▶ _Short exercise_: Gather every line of the records that contains the word "police", treating case as significant.

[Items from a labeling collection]
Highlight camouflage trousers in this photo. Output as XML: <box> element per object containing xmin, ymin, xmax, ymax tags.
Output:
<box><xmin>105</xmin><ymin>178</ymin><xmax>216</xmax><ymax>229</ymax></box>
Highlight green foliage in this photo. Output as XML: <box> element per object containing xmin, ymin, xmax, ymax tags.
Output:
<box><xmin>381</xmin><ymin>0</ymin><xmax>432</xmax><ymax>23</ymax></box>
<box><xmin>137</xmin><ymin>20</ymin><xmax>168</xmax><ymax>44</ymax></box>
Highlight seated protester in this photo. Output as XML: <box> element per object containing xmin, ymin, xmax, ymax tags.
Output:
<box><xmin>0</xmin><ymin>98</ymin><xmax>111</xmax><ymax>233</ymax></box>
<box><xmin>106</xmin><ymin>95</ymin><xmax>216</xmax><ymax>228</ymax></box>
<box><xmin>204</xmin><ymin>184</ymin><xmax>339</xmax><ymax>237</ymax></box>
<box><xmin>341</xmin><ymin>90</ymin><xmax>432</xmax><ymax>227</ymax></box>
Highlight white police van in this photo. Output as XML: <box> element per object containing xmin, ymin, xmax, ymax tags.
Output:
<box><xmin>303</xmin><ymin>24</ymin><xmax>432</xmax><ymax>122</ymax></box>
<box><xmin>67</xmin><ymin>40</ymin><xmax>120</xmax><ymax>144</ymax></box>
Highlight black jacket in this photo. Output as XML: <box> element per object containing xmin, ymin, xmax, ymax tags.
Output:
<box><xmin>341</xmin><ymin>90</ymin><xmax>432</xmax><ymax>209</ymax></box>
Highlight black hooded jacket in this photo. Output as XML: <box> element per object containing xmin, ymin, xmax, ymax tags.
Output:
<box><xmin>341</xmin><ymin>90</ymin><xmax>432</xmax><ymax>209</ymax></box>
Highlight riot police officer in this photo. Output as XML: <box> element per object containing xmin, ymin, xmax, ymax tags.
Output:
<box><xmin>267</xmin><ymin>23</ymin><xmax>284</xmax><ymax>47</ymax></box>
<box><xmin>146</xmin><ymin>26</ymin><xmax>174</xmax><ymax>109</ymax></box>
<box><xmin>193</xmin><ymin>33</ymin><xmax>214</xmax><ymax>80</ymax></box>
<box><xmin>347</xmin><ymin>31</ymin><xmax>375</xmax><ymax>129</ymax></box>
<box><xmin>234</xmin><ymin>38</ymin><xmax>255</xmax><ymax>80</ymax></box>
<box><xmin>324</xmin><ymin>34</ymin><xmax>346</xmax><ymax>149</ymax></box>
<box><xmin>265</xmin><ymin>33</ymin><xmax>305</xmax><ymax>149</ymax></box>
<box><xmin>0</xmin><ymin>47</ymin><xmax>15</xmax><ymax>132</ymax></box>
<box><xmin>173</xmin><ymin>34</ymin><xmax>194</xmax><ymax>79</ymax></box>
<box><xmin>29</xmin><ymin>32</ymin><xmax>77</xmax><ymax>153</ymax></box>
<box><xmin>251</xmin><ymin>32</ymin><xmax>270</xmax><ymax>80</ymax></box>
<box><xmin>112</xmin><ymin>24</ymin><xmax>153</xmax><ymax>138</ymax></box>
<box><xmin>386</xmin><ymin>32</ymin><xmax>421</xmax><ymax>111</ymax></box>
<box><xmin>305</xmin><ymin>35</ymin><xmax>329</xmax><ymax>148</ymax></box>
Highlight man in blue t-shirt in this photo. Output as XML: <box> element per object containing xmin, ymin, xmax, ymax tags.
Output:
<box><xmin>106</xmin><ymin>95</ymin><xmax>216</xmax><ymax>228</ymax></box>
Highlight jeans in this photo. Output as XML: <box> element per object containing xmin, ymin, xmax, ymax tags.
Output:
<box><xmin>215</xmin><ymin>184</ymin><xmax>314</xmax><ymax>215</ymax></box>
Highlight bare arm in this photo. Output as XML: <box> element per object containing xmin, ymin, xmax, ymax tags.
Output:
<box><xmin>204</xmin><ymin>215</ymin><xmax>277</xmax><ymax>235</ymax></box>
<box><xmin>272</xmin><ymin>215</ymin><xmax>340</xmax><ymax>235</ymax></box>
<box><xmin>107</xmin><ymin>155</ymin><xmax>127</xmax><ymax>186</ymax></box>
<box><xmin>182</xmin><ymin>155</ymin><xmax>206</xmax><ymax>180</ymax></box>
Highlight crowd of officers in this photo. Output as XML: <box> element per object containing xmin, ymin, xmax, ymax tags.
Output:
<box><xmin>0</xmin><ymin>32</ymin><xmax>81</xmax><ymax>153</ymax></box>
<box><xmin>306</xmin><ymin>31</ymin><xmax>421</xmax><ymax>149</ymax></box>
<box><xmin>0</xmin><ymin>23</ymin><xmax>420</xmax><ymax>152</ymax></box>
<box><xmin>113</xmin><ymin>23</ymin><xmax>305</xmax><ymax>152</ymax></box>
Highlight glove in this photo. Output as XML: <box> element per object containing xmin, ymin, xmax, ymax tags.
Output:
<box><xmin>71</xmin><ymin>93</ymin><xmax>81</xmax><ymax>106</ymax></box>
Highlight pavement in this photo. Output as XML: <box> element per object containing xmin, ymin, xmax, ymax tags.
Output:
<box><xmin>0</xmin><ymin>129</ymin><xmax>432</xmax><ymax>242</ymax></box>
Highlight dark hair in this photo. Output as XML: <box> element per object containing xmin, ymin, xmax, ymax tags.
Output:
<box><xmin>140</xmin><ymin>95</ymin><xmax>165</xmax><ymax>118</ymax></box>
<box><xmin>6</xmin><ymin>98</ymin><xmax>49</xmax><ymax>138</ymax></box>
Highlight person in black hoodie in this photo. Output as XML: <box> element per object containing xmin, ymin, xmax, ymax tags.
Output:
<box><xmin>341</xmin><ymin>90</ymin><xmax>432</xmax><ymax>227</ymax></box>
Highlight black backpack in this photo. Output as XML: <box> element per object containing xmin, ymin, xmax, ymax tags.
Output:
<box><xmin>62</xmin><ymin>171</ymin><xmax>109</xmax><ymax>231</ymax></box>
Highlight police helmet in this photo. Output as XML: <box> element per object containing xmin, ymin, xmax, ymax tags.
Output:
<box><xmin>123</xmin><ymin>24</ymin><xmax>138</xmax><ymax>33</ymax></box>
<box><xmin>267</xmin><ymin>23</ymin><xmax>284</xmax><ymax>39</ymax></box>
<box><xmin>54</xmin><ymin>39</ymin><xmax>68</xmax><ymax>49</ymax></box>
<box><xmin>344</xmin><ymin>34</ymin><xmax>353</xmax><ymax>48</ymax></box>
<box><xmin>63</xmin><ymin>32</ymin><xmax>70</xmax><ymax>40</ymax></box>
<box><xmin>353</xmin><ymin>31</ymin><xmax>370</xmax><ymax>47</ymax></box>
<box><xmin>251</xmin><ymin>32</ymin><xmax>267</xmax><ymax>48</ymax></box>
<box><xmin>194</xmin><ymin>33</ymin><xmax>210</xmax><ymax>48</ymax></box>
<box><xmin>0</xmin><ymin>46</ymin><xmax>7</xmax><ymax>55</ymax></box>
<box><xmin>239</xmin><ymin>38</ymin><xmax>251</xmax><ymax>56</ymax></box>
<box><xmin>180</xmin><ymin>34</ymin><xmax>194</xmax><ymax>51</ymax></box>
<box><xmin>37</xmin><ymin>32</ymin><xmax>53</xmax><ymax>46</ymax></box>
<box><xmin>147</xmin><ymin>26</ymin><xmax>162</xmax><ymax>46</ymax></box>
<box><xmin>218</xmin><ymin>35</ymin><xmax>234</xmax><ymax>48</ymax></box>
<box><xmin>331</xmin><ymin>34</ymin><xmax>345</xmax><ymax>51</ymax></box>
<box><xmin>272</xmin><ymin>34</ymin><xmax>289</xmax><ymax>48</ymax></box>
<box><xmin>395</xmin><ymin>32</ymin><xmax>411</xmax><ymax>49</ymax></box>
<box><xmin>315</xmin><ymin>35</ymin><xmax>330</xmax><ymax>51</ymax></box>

▶ _Task solution_:
Highlight white police van in this photo. Output as XML: <box> element per object containing xmin, ymin, xmax, ymax tags.
Highlight riot police officer in this photo. Output as XML: <box> element per object containing xmin, ymin, xmax, ymax tags.
Highlight police helmet in this photo. Output as XML: <box> element per object containing xmin, ymin, xmax, ymax tags.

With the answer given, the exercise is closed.